■ GOAL ■
Count the lines in the material below that contain the string "dress", treating case as significant, and give only that number.

■ EXTRACTED RECORDS ■
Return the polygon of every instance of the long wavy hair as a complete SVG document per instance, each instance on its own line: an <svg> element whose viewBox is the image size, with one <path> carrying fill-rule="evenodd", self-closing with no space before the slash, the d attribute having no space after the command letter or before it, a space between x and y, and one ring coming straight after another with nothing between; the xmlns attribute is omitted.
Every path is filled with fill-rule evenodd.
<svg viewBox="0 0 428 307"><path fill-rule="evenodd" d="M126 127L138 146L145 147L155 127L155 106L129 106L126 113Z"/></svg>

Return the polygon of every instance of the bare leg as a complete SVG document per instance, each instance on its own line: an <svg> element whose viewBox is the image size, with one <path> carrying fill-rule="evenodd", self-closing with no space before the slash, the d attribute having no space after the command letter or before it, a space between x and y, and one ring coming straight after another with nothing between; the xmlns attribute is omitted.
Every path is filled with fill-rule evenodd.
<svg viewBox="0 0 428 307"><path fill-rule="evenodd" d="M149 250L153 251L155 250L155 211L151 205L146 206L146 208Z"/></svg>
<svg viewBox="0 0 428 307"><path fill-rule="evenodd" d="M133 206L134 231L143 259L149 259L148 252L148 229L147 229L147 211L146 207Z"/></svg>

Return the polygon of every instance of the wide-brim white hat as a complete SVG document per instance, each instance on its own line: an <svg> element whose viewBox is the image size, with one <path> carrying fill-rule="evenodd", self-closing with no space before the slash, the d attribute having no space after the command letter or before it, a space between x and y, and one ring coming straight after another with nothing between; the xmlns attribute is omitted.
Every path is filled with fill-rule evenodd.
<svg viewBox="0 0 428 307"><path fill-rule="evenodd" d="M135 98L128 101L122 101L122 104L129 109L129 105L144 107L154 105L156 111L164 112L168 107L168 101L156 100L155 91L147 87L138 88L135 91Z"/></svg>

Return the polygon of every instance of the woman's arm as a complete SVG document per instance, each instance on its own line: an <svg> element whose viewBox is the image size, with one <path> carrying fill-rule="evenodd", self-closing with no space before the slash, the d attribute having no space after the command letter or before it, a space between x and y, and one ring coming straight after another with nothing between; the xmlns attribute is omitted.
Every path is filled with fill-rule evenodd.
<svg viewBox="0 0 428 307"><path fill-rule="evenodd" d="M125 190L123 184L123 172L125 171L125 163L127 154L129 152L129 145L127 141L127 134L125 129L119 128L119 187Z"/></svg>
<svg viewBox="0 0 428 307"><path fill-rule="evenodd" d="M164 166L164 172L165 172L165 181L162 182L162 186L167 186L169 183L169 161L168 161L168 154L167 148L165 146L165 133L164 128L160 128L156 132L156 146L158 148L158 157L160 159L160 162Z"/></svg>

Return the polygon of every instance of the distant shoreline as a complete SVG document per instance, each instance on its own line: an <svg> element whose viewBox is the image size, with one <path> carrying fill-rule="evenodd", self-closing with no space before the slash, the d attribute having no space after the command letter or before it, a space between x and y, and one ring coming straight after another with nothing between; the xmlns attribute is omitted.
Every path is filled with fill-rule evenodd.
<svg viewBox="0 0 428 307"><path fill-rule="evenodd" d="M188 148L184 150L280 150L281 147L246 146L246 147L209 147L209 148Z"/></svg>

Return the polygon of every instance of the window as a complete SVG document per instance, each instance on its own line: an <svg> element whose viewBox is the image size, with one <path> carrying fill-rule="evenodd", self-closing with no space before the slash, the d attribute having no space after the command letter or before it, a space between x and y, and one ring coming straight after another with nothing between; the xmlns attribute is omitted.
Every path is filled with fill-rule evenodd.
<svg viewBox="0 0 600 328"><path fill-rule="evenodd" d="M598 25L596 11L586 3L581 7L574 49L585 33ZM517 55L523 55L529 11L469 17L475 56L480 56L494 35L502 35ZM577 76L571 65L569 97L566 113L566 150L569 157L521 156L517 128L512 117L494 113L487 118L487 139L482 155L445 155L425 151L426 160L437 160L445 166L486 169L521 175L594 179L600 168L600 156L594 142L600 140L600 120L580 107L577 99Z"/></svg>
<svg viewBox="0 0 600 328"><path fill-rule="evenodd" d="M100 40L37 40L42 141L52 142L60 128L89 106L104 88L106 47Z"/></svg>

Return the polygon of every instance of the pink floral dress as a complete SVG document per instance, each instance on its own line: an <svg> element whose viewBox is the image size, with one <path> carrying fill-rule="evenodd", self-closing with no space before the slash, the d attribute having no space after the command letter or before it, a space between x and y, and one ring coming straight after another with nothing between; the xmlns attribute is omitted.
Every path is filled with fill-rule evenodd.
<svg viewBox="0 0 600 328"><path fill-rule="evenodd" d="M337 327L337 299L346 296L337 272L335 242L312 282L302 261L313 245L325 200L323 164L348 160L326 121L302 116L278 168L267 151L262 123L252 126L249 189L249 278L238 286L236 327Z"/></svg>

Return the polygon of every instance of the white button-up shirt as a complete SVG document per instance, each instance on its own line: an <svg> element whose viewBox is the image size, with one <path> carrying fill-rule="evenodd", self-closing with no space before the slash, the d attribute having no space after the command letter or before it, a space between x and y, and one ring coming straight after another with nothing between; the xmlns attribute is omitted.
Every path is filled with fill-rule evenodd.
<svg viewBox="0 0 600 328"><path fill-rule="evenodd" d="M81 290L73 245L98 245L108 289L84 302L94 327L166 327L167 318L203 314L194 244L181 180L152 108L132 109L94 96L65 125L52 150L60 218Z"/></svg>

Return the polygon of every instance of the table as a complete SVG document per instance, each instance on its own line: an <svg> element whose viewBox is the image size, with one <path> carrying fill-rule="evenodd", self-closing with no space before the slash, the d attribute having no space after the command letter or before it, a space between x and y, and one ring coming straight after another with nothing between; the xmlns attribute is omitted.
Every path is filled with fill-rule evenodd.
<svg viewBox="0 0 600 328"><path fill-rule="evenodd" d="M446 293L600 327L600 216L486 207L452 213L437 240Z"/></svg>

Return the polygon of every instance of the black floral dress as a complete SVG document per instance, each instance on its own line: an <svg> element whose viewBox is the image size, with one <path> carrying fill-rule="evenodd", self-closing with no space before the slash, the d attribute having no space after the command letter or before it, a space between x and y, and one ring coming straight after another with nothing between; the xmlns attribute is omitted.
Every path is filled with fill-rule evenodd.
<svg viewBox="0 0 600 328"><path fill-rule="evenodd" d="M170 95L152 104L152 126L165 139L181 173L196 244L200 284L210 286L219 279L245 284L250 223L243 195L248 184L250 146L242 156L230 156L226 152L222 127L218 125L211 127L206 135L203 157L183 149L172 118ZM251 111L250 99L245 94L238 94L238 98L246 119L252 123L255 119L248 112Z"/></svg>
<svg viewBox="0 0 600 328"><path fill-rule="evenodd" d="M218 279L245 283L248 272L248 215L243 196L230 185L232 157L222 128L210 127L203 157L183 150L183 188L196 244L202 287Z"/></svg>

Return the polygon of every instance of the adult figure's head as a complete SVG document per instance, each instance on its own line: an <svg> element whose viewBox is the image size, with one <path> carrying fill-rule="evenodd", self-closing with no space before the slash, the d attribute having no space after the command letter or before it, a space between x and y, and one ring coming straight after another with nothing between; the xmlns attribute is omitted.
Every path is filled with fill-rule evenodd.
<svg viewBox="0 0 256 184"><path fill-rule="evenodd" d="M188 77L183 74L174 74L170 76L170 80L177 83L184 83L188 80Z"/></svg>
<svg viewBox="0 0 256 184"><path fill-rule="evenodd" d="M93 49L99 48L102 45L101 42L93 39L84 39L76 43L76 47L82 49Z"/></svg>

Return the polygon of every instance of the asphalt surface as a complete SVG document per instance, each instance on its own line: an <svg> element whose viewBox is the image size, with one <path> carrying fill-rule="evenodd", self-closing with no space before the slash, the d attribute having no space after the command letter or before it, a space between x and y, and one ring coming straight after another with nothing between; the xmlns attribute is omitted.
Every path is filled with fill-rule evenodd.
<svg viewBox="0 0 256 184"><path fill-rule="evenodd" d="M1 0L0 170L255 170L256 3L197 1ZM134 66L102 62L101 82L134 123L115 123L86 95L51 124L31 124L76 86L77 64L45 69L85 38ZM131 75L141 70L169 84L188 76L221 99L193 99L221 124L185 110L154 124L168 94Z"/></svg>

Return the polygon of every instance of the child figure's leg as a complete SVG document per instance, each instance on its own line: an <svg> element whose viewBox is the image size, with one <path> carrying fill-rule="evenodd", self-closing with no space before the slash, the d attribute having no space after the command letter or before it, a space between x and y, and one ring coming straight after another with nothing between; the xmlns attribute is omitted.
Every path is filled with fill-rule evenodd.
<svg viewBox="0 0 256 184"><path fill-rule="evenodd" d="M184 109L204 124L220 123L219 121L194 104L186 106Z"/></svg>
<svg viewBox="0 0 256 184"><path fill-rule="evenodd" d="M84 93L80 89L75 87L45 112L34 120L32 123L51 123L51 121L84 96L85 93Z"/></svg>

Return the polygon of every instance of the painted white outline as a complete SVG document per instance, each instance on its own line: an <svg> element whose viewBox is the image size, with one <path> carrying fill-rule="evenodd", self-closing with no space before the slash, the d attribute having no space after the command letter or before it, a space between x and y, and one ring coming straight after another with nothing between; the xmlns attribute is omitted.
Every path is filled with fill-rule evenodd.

■ RESPONSE TO THE EXERCISE ■
2